**SELECTION:**
REPUBLIC OF TRINIDAD AND TOBAGO

IN THE COURT OF APPEAL

 

Cv. App. No. 43 of 1998

BETWEEN

DAVID SOOKOO

AUCHIN SOOKOO                                                 APPELLANTS

AND

RAMNARACE RAMDATH                            RESPONDENT

PANEL: 

          M.A. de la Bastide, C.J.

          J. Permanand, J.A.

          L. Jones J.A.

APPEARANCES:

MR. S. ROOPNARINE, MR. D. PERSAD-MAHARAJ appeared on behalf of the APPELLANTS

MS. M. TIWARI, MS. N. ASHRAPH appeared on behalf of the RESPONDENT

DATE DELIVERED:

Friday January 12th , 2001.

 
JUDGMENT
Delivered by M.A. de la Bastide, C.J.

On the 7th March, 1989, there was a collision on the Siparia Erin Road between two motor-vehicles: one was owned by the appellants and the other by the respondent.

The respondent brought an action against the appellants in which he claimed damages in respect of the damage done to his car.  The first item under particulars of special damage was “total loss settlement, $27,000.”  There was also a claim for loss of use and some other incidental expenses.

The appellants counterclaimed for damage to their vehicle although the amount in respect of the item “labour and materials to repair motor vehicle TM 2302” was left blank.  There was also a counterclaim for loss of use in the sum of $1,400 and for depreciation in the sum of $1,000.

(A block of data)
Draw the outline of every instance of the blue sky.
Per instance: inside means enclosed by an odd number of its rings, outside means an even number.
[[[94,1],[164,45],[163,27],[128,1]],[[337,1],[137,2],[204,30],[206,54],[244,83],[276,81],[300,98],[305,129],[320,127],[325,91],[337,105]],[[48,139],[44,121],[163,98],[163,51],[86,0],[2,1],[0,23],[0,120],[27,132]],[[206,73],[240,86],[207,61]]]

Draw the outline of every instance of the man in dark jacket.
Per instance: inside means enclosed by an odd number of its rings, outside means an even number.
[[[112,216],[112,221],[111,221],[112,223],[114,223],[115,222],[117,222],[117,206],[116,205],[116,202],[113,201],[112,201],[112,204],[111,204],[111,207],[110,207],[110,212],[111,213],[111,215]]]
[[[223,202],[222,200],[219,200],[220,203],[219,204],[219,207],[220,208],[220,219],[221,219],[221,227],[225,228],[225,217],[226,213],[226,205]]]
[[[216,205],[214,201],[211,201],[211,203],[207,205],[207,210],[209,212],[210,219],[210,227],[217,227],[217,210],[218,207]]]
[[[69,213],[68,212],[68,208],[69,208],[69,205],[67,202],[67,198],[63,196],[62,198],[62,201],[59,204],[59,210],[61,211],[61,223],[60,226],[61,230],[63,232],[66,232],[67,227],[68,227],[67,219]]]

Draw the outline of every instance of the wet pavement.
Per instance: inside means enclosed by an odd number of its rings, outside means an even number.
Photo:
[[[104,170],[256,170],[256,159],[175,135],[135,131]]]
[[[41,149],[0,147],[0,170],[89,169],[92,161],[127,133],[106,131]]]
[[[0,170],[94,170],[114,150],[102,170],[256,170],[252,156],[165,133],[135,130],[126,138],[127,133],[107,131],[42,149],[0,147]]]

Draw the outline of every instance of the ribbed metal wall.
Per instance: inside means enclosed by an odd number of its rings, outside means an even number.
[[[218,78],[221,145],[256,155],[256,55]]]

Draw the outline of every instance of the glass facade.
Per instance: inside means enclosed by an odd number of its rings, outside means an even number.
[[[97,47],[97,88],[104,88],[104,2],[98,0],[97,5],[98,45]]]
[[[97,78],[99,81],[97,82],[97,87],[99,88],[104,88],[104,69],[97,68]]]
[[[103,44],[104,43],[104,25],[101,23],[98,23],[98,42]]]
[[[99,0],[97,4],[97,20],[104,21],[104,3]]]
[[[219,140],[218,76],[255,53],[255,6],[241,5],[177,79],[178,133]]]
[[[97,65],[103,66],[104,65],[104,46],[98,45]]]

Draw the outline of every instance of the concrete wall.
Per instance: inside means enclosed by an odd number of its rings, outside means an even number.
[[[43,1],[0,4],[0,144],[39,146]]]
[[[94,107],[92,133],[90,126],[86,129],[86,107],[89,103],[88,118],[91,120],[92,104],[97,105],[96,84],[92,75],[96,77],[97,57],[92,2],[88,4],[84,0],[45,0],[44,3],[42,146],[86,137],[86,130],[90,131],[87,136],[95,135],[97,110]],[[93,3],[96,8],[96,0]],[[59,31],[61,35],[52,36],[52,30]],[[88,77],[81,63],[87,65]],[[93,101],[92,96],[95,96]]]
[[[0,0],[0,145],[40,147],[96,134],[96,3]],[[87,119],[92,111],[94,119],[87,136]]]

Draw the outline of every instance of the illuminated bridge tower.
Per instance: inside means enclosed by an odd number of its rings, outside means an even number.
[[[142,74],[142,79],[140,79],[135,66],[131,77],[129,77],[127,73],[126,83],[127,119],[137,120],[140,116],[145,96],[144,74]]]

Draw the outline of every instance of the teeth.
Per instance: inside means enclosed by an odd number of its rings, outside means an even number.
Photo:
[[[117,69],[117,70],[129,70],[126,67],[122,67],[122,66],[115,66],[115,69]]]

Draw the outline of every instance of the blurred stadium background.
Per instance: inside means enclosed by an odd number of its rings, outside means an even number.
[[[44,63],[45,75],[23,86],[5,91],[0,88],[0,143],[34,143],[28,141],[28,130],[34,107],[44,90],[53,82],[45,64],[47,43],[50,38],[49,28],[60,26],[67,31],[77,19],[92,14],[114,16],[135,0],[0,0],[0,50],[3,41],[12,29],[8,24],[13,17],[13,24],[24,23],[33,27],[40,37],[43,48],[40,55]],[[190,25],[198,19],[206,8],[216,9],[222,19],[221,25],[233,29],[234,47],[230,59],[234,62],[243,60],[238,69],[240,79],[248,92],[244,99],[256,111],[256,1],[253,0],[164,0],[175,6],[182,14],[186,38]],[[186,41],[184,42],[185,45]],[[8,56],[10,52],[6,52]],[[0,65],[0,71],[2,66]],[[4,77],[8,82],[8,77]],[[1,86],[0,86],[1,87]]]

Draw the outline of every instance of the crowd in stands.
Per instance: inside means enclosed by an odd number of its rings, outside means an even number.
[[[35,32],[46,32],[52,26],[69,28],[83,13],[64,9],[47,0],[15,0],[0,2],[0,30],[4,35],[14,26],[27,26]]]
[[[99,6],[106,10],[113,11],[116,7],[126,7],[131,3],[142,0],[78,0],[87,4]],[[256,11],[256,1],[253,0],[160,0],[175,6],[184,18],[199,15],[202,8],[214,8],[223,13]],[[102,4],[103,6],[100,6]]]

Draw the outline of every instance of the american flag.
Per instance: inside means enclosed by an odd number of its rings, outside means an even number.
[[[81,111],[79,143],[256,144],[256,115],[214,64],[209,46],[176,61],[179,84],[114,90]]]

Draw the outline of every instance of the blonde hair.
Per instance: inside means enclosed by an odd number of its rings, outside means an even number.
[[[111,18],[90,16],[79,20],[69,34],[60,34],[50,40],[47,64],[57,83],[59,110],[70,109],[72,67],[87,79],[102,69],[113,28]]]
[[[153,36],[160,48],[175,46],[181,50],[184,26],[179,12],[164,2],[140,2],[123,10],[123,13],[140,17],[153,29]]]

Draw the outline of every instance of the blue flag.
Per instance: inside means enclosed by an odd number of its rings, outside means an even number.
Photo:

**EXERCISE:**
Update the stretch of the Court of Appeal judgment from "MS. M. TIWARI, MS." through "by M.A. de la Bastide, C.J." so that "JUDGMENT" reads "RULING". The listing above is separate material and has no connection to the Court of Appeal judgment.

**RESPONSE FOR THIS EXERCISE:**
MS. M. TIWARI, MS. N. ASHRAPH appeared on behalf of the RESPONDENT

DATE DELIVERED:

Friday January 12th , 2001.

 
RULING
Delivered by M.A. de la Bastide, C.J.